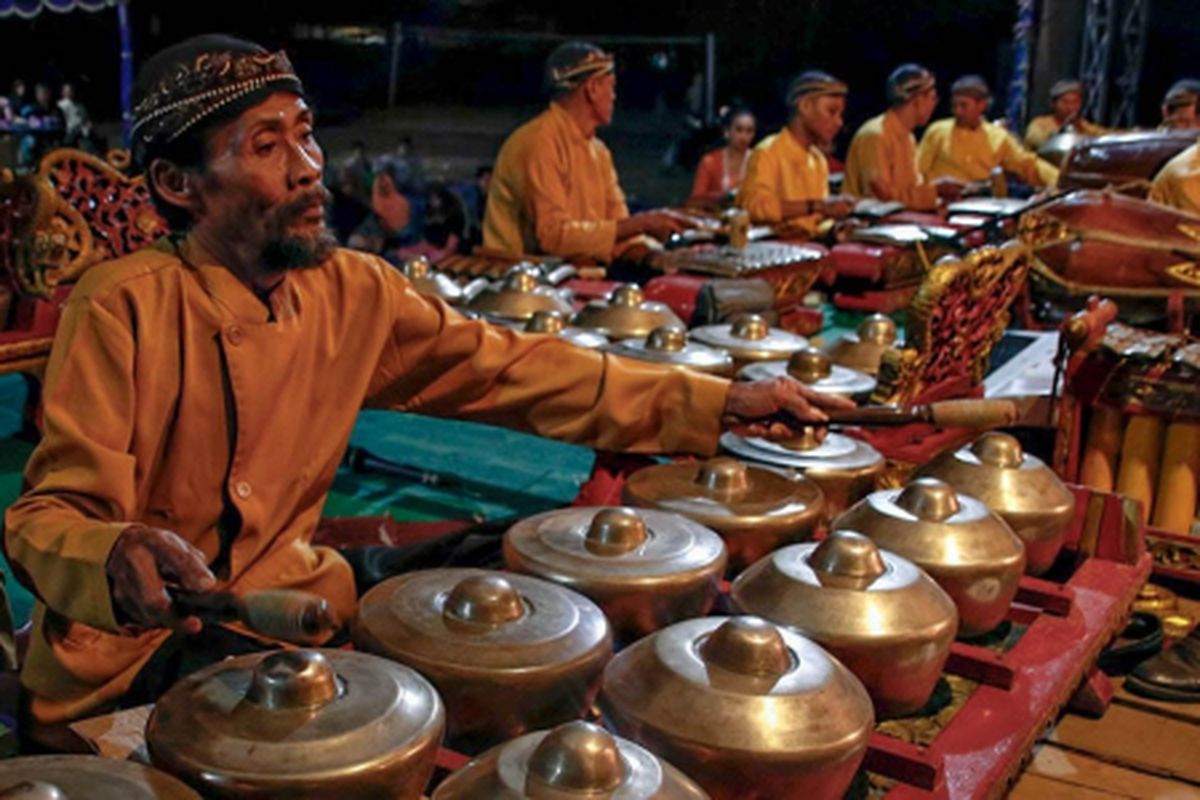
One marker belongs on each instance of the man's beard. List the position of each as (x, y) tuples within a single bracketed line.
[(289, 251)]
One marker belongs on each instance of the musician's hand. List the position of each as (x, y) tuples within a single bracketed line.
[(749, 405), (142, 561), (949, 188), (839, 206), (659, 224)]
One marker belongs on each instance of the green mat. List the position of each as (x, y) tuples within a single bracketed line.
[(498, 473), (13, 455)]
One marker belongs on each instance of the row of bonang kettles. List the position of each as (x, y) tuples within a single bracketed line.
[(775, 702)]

==

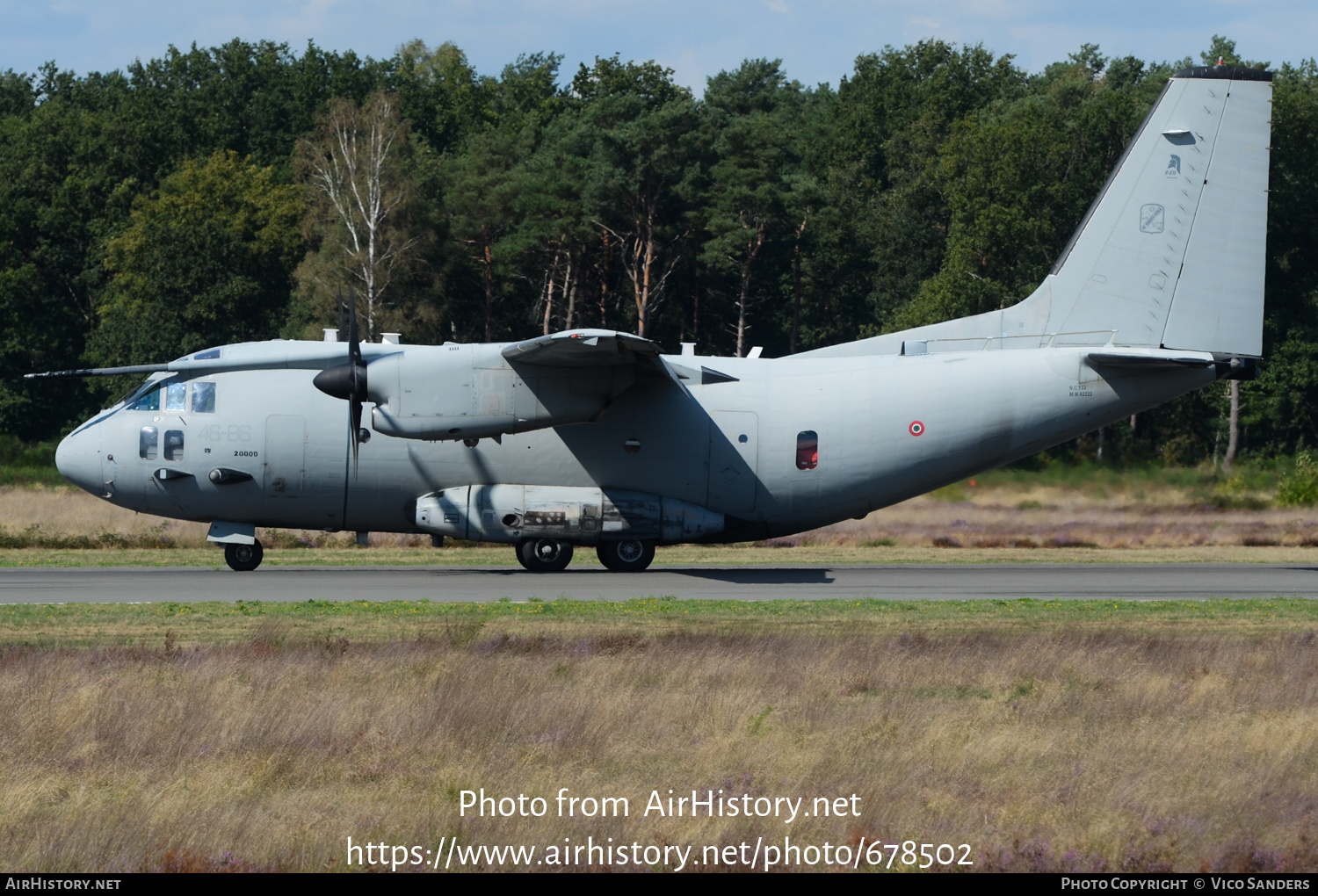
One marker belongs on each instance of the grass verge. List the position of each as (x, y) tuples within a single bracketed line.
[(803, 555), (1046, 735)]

...

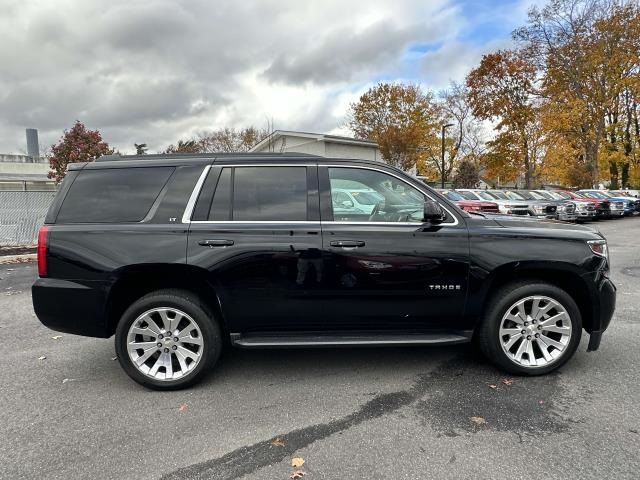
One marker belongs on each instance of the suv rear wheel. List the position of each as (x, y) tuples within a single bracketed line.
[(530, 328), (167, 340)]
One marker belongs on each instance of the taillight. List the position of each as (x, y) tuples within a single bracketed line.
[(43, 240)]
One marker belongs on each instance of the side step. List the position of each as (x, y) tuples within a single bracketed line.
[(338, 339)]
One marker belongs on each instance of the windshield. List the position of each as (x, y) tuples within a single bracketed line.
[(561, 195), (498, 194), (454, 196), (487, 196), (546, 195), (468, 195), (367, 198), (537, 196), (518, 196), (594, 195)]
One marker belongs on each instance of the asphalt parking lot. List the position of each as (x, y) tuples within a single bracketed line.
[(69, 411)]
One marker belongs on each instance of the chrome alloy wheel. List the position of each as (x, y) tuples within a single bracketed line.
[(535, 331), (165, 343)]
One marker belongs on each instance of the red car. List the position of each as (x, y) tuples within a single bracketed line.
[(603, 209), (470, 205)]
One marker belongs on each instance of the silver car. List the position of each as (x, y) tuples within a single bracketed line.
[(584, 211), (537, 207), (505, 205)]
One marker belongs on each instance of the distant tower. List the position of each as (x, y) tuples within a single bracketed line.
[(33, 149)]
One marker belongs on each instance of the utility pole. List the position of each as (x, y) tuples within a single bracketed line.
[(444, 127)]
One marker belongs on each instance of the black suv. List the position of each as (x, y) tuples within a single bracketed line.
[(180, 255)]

Work to be completed
Please reproduce the data above word for word, everything from the line containing "One marker belongs on each instance of the man's" down to the line containing "[(749, 405), (142, 561), (949, 188), (839, 206), (659, 224)]", with both of those lines included.

Answer to this task
One marker belongs on each instance of the man's beard. List the position of each as (x, y) tuples within a single bracketed line.
[(289, 251)]
One marker belongs on each instance of the musician's hand. List the position of each as (x, y) tuples within a single bracketed line.
[(749, 405), (142, 561), (949, 188), (839, 206), (659, 224)]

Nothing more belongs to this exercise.